> [PAGE TEXT]:
++++++++++++++++++++

What should they be doing? They are an action camera company, they make action cameras. Do you think they needed to branch out to do energy drinks and lunchables or whatever?
They could try and make a camera that doesn't overheat and shut down.
If they have a solid product and do not want to make "energy drinks and lunchables", the best financial move would be to optimize it. Find ways to make it smaller, lighter, and most importantly, reduce costs.
But if I were in charge, I'd seriously think about trying to eat DJI's drone lunch now that there are FAA rules around foreign drone companies. GoPro is headquartered in San Mateo. Drone design is well known enough that there aren't any hard problems in the way of introducing a decent DJI mini replacement. There may be patents or other non-technical stuff in the way though. But if they could get in on that, it could be immensely lucrative, especially if they can get government contracts.
They're still feeling the burn from when they tried entering the drone space. The GoPro Karma almost bankrupted them on its own, and marked the end of their perception as a quality brand. It was a disaster they never recovered financially or reputationally.
The concept was great. The gimbal and camera could actually be removed from the drone to use independently. People were excited for their entry into the space, and they built a TON of the drones.

++++++++++++++++++++

> [TASK INSTRUCTIONS]:
List every way the GoPro discussion suggests optimizing the company's product.

Collected data:
++++++++++++++++++++

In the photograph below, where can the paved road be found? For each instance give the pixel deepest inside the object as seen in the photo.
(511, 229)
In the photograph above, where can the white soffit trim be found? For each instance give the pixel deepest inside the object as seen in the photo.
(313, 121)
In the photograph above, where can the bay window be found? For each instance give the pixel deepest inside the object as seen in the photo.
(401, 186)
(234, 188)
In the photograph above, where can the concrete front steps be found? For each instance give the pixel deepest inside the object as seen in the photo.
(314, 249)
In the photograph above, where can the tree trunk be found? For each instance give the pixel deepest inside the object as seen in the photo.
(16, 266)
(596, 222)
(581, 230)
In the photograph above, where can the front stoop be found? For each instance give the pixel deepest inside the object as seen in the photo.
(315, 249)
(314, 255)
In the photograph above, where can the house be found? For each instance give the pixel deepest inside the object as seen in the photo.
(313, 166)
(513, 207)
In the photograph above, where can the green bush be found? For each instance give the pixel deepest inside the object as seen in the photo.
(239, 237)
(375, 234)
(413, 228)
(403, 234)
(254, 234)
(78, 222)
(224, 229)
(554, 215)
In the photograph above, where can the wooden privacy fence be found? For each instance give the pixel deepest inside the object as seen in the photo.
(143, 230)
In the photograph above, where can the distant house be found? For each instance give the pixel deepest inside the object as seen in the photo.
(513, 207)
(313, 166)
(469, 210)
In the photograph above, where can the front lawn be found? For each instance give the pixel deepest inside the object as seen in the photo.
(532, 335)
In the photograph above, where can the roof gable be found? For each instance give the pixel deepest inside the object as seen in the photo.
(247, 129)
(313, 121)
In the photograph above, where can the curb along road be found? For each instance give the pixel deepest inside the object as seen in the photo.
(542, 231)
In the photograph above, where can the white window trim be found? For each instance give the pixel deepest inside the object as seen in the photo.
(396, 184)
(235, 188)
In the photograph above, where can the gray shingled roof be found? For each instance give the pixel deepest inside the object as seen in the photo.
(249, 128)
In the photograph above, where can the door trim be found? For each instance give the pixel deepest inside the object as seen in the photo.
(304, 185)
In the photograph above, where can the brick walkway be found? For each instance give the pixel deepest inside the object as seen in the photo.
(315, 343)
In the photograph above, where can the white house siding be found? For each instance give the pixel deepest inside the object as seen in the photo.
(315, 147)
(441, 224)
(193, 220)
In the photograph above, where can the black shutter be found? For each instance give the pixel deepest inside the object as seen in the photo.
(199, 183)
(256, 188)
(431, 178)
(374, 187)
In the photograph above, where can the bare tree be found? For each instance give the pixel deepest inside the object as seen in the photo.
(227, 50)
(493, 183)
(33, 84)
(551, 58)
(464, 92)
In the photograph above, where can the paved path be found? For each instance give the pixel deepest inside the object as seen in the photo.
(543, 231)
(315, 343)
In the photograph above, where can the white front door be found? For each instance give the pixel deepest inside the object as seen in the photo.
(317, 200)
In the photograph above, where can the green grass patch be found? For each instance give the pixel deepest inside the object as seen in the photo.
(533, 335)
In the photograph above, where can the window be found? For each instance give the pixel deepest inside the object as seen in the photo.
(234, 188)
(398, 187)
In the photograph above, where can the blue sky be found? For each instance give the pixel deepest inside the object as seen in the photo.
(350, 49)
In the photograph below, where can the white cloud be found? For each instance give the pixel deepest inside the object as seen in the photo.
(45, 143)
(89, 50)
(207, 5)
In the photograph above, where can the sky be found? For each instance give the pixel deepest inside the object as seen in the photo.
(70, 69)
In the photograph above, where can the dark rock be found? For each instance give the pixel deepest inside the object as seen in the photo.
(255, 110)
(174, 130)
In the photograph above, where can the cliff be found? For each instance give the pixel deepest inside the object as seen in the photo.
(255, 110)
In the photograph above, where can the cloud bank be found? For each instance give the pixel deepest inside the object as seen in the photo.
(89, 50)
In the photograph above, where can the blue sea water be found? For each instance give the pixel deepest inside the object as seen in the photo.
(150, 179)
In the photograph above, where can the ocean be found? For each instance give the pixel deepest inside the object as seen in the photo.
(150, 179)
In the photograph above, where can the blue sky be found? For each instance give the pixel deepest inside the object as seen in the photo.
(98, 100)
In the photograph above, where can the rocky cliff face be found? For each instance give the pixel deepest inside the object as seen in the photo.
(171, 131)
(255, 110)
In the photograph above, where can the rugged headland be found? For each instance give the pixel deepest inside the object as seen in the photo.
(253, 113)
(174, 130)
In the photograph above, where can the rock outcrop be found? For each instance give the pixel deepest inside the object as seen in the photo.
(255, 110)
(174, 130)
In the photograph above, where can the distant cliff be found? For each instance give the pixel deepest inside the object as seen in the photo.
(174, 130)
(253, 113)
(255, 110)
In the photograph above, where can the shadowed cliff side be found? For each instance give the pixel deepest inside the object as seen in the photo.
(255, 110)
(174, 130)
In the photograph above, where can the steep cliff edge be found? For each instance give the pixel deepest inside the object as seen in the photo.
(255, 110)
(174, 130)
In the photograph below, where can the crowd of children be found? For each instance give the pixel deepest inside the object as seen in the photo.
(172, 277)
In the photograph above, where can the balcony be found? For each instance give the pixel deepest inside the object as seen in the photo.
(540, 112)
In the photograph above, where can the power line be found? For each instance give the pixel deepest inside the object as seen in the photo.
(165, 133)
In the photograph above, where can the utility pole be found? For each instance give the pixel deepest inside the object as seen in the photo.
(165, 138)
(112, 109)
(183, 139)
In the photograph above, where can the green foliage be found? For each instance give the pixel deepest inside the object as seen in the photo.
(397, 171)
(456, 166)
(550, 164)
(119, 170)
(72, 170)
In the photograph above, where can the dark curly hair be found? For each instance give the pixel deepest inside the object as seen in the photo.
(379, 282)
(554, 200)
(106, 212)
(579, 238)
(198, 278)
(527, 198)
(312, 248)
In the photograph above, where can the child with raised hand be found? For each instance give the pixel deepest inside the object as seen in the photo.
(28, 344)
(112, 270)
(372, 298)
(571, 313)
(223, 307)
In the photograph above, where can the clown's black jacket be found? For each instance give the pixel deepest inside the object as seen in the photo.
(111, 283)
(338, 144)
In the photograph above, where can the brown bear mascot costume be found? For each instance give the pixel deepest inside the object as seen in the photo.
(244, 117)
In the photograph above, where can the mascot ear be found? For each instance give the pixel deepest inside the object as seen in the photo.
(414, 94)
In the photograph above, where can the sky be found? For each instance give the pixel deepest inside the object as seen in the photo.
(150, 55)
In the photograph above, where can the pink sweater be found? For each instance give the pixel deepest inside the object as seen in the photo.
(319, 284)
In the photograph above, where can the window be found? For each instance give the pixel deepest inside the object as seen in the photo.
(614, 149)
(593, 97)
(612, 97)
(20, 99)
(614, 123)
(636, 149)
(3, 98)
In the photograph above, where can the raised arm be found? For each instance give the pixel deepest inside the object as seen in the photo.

++++++++++++++++++++

> [FINAL ANSWER]:
- Make it smaller
- Make it lighter
- Reduce costs